◆ DATA FOR THE TASK ◆
....................

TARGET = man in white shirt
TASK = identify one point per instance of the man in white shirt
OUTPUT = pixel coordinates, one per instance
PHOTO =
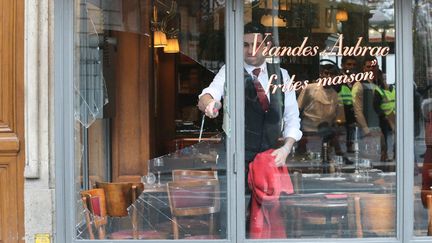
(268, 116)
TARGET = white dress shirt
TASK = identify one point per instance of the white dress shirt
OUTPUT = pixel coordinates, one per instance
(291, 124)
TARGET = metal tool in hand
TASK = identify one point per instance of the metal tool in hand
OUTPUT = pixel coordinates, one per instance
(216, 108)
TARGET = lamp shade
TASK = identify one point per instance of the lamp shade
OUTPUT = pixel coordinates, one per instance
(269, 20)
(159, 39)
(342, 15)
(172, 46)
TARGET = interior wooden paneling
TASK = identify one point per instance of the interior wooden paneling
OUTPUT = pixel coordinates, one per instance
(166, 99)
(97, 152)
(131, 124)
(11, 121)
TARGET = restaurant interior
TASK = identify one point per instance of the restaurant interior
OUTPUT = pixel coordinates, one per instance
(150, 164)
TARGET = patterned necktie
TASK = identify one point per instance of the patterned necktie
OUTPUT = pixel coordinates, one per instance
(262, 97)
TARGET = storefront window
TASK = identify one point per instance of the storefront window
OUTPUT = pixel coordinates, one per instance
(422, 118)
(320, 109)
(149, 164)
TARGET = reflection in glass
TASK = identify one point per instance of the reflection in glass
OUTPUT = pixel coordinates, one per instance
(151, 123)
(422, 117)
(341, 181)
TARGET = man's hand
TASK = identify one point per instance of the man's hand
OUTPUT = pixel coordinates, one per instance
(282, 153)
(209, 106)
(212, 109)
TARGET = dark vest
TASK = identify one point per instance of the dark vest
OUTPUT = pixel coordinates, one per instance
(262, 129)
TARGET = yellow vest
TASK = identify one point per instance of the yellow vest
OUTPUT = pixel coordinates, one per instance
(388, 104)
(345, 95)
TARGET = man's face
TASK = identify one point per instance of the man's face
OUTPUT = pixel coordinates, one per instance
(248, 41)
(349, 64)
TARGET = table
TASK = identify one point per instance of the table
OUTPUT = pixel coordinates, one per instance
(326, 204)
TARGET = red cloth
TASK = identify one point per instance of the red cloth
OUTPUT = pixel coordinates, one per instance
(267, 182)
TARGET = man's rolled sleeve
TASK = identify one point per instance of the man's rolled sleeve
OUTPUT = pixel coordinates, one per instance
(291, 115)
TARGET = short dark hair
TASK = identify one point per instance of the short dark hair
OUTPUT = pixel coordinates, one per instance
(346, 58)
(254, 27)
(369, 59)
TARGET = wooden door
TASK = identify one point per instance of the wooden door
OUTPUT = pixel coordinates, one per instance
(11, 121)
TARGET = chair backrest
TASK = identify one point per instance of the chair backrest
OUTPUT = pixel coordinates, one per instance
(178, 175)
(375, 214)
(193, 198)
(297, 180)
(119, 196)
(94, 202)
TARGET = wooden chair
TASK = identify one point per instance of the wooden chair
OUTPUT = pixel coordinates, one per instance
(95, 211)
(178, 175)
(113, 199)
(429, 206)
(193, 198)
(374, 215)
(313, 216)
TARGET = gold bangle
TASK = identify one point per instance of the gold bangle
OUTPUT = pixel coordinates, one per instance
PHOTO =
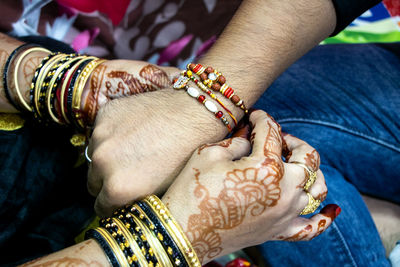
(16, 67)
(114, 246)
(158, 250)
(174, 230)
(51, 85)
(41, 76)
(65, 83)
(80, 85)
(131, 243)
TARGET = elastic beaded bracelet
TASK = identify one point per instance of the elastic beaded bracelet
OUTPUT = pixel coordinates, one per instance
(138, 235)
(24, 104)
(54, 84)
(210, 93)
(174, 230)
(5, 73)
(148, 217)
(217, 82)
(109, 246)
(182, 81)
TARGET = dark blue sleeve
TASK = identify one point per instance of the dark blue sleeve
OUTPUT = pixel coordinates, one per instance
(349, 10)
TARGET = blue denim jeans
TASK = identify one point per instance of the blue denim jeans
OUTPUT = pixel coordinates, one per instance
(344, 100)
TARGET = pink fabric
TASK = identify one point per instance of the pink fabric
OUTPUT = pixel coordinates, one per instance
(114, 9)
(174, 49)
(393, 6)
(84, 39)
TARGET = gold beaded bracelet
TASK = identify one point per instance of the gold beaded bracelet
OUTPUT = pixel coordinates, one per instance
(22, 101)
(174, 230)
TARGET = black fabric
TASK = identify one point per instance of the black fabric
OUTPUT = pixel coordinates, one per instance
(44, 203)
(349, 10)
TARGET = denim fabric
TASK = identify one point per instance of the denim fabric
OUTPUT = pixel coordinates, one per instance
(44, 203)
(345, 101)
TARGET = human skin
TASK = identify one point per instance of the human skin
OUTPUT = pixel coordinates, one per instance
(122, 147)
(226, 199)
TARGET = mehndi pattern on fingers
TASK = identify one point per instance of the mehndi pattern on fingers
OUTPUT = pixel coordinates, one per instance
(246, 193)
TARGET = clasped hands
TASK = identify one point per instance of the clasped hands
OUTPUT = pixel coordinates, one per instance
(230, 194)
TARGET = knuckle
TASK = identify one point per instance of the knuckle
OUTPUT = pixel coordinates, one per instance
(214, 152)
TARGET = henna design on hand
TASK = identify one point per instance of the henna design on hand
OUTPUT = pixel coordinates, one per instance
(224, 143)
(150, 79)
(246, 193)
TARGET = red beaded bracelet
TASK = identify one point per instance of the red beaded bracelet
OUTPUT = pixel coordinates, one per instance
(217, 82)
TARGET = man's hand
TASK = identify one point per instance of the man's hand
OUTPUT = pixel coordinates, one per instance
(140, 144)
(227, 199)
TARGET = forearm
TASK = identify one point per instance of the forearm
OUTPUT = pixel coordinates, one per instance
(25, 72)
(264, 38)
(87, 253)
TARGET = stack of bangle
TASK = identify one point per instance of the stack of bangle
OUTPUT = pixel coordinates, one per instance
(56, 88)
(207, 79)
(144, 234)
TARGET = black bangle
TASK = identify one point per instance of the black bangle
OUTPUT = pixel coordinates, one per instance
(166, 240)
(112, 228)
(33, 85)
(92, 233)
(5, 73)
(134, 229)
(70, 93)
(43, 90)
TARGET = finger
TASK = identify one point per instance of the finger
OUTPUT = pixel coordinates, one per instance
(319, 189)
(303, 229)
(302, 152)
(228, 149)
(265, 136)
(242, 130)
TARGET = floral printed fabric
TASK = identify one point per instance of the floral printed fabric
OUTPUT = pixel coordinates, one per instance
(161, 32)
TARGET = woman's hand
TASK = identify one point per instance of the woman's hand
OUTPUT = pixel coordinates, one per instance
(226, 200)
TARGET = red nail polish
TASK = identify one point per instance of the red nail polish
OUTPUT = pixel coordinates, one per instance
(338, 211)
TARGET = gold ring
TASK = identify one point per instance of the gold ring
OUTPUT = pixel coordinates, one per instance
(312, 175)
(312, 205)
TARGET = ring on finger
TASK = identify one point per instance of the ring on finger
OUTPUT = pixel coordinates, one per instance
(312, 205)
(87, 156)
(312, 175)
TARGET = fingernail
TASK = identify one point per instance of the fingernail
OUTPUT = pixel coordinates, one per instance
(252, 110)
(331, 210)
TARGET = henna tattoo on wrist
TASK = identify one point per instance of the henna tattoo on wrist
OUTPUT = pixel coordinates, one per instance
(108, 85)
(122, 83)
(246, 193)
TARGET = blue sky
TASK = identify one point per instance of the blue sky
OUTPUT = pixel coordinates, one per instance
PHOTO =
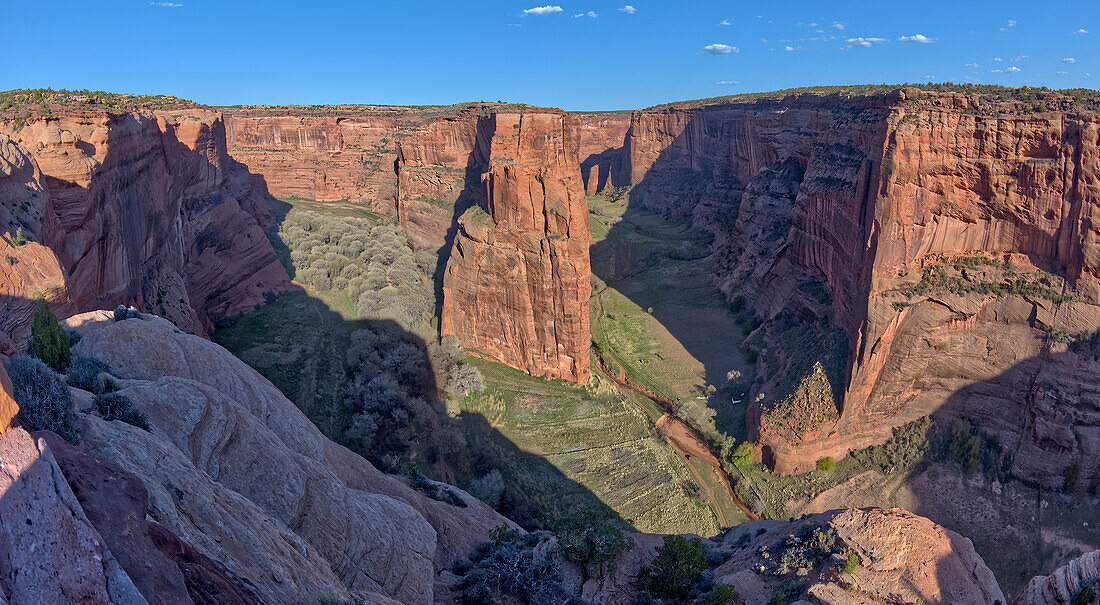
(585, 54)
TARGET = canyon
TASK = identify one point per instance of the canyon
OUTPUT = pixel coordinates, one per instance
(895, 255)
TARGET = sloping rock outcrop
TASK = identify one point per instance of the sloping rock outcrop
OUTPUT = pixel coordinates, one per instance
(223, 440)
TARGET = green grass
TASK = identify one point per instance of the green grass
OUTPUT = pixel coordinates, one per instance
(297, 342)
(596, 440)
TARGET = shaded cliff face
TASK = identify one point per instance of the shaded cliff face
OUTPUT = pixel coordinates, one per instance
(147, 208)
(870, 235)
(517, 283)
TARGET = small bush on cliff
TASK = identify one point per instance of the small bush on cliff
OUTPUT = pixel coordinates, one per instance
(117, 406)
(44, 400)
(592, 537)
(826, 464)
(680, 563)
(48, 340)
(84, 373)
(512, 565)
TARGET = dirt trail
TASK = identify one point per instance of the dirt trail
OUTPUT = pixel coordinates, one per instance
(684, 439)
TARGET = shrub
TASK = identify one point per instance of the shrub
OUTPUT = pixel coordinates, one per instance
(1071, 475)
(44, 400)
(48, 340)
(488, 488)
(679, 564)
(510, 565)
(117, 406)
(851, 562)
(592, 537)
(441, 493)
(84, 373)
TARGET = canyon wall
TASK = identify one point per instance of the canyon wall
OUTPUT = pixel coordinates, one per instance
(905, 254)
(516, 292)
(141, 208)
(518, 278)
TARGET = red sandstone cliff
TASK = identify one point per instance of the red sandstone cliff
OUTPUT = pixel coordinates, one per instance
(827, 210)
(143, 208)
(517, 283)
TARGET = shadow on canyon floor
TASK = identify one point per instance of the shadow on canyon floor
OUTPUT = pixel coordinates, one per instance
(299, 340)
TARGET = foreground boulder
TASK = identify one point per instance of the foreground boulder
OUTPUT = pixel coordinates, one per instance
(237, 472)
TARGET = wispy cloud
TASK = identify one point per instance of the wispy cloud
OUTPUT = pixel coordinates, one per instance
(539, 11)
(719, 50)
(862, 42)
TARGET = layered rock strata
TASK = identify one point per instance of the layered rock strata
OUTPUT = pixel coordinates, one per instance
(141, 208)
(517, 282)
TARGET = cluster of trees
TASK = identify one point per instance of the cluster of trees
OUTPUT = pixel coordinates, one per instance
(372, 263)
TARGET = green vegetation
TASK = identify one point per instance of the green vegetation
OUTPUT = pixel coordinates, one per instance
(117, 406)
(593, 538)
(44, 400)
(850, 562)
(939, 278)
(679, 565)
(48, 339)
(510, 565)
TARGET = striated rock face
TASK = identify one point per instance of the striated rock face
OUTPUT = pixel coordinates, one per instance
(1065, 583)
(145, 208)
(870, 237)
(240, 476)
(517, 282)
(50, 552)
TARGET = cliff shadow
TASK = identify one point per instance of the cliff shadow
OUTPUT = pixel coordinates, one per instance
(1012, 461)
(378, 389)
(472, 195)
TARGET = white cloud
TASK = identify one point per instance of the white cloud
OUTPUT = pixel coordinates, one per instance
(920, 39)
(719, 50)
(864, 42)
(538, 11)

....................

◆ EXERCISE ◆
Retrieve all lines from the data that contain the string "elastic".

◆ FINISHED EXERCISE ◆
TARGET = elastic beaded bracelet
TASK = identify one point per instance of the elastic beaded bracelet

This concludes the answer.